--- Verilen alıntı ---
+ + +

Delilik, aynı şeyi tekrar tekrar yapıp farklı sonuçlar beklemektir.”

Sıklıkla Albert Einstein’a ithaf edilen bu söz aslında hayatın her yönüne entegre edilebilir.

Dünya, gözlemlenerek saptanamayacak bir hızla değişiyor ve gelişiyor. Bugün güçlü görünen ülkeler bir anda çağdaşlarının gerisinde kalabiliyor.

Özellikle bu değişimin sıçramalar halinde ilerleyen ve katlanarak biriken bir yapısı olduğu düşünüldüğünde önümüzdeki yıllarda yaşanacak olan hızlı bir ‘geliş(i)me’ ayak uydurmak daha da zor olacak.

Burada kendime de bir eleştiri olarak düşeceğim bazı notlar var.

Biz ‘muhafaza’ etmeyi görev edinen bir gelenekten geliyor ve bu geleneği de muhafaza etmeyi ihmal etmiyoruz.

Sürekli aynı şeyi yapmak istiyor ve değişmesinden ödümüz patlayacak kadar korkuyoruz.

Bu noktada dikkat edilmesi gereken en önemli nokta, ‘hiçbir karşılığı olmayan’ bir değişime gitmek ve bu değişimden geri adım atmaya engel bile olabilecek saçma sapan bir muhafaza duygusuna sahip olmamak.

Neyse.

Yukarıda bahsettiğimiz hızlı değişen ve küreselleşen dünyanın gereklerini yapmak yerine kendimize uyarlayarak hayata geçiren bir anlayışa genel olarak sahibiz.  

Aslında bunda yanlış bir yön yok. Ancak yeterince hızlı uyarlayabilmek gerekiyor.

Aksi halde dünyaca ünlü bir gazlı içecek markasının adını taşıyan tişörtü ile Afrika’daki ıssız bir kabilede yaşayan çocuk gibi kalırsınız.

+ + +

--- Veri kümesi satırları ---
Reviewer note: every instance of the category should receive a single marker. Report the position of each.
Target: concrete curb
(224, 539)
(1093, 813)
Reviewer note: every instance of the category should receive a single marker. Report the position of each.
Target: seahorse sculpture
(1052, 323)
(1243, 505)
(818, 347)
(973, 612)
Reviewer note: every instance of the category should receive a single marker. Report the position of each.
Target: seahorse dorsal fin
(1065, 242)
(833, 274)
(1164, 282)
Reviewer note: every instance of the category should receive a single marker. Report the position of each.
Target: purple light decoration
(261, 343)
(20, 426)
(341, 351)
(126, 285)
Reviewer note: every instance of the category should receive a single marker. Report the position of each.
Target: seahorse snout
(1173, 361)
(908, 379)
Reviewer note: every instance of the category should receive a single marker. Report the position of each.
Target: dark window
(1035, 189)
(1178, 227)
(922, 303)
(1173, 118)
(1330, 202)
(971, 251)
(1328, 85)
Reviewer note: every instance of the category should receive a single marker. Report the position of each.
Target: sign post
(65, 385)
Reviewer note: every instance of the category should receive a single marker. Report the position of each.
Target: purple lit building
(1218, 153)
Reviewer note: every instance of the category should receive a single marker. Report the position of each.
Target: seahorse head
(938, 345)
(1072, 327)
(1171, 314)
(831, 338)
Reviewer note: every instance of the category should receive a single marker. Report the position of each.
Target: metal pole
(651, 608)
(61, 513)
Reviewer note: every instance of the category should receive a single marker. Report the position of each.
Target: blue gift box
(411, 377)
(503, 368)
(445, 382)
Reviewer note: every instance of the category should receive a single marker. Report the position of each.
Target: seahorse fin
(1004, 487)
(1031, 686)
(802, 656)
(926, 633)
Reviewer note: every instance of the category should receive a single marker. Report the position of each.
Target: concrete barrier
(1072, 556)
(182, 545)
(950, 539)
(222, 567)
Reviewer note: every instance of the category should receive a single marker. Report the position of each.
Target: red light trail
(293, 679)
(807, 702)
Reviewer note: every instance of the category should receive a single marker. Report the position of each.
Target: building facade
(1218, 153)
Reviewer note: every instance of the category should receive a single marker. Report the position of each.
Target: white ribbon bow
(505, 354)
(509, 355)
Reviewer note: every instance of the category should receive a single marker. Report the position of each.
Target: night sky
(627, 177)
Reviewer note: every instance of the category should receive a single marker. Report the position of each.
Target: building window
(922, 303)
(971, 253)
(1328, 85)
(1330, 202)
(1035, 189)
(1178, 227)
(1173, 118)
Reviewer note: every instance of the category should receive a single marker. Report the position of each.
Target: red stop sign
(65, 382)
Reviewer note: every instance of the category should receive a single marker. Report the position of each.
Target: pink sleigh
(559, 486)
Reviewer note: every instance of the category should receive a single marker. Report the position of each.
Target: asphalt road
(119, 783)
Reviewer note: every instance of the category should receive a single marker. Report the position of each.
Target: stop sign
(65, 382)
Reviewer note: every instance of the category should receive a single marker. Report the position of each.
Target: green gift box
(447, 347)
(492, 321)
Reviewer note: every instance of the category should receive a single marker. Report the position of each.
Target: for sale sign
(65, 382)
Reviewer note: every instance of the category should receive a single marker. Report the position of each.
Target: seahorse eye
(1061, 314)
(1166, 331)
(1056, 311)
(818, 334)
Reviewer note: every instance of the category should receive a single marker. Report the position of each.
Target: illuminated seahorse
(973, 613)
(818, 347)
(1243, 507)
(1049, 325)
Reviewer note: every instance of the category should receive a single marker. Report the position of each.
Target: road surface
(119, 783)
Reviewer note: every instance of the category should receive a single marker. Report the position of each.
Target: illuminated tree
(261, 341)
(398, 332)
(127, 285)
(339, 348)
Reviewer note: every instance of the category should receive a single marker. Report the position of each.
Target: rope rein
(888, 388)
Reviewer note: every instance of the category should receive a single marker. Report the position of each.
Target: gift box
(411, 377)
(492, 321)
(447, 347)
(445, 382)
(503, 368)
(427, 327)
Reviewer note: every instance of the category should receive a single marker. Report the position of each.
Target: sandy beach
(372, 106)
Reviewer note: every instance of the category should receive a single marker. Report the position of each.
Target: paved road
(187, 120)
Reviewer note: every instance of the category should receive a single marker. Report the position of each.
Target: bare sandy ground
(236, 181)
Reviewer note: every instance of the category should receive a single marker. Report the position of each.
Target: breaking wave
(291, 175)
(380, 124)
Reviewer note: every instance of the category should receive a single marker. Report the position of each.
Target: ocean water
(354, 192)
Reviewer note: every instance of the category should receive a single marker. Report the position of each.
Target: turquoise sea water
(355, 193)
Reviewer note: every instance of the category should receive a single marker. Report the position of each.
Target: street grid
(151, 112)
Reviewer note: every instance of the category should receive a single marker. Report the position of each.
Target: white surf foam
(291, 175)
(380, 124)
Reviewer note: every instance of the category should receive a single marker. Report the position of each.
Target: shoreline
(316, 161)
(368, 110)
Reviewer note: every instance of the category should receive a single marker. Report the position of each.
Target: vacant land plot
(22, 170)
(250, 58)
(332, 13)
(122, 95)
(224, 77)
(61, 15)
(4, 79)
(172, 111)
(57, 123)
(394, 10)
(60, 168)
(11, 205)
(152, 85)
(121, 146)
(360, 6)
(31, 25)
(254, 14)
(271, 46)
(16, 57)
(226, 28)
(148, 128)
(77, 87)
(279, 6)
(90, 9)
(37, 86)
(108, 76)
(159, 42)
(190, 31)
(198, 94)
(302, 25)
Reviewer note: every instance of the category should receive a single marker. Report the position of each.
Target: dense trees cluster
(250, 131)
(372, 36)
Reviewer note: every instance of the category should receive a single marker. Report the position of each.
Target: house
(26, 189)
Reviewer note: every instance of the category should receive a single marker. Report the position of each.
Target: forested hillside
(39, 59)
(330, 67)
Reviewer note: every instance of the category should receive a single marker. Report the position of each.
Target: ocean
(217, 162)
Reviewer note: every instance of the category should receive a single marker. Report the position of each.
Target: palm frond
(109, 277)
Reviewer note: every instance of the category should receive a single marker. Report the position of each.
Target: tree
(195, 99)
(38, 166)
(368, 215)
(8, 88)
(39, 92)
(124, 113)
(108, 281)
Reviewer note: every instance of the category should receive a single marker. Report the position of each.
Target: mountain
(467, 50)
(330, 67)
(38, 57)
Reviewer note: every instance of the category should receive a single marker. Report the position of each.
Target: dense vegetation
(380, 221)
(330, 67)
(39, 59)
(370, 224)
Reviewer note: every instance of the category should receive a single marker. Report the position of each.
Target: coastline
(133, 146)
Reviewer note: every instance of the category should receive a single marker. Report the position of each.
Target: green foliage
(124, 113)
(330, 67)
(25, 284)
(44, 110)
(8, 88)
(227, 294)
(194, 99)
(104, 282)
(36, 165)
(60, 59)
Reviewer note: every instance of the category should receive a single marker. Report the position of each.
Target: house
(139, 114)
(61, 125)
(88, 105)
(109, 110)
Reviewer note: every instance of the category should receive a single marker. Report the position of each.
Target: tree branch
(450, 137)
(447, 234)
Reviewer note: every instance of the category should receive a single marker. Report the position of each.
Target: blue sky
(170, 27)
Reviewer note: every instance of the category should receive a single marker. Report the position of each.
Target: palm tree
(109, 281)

+ + +

--- Yazılı istek 1 ---
Değişim üzerine yazılmış metne göre, baştaki delilik sözü sıklıkla kime ithaf ediliyor?
--- Yazılı istek 2 ---
Lütfen değişim üzerine yazılmış metni son cümlesinin ardından sürdürün.

--- Beklenen yanıt 1 ---
Albert Einstein'a.

--- Beklenen yanıt 2 ---
Nerede kaldı o eski bayramlar?

Eskide kaldı elbette. Değişti. Ne kadar iyi oldu ne kadar kötü tartışılır.

Ancak değişti. Değişmek zorunda. Çünkü insanlar değişiyor, alışkanlıklar.

Bu konuyu bir kenara bırakarak modern şehirlerin dinozorları çerçevesinde ‘diğerlerini’ irdelemek lazım.

Şehirlerde yaşayan dinozorların egemenliği altında bir grup ses çıkaramayan ‘yeni’, gerek ekonomik gerekse politik nedenlerden ötürü suskun kalmak durumunda kalıyor.

Ahlaki çürümüşlüklerini, gelenek muhafazası olarak gösteren bazı dinozorlar, ‘yeni’lerin kendileri gibi olmalarını isterler. -Bu geleneklerden kasıt insan ilişkileri, mesleki durumlar olarak dahi gösterilebilir. Dini anlamda almamak gerekir-

TÜİK dün, “En yüksek gelire sahip yüzde 20'lik grubun toplam gelirden aldığı pay bir önceki yıla göre 1,2 puan artarak %47,5'e yükselirken, en düşük gelire sahip yüzde 20'lik grubun aldığı pay 0,3 puan azalarak %5,9'a düştü.” şeklinde bir 2020 yılına dair bir araştırmayı yayımladı.

Buna göre zengin zenginleşti. Fakir fakirleşti.

Yani dinozorlar daha da güçlendi.

Dinozorlar, yenilerin kendileri gibi olmalarını ister derken, kendilerinin istediği gibi olmalarını isterler.

Buradan hareketle;

Gördüğüm, tanıdığım insanlar artık geleceklerinden emin değil. Bunu gözlerimle takip edebiliyorum.

Ne kadar yazık.

Bunu görmek, yaşamak üzücü.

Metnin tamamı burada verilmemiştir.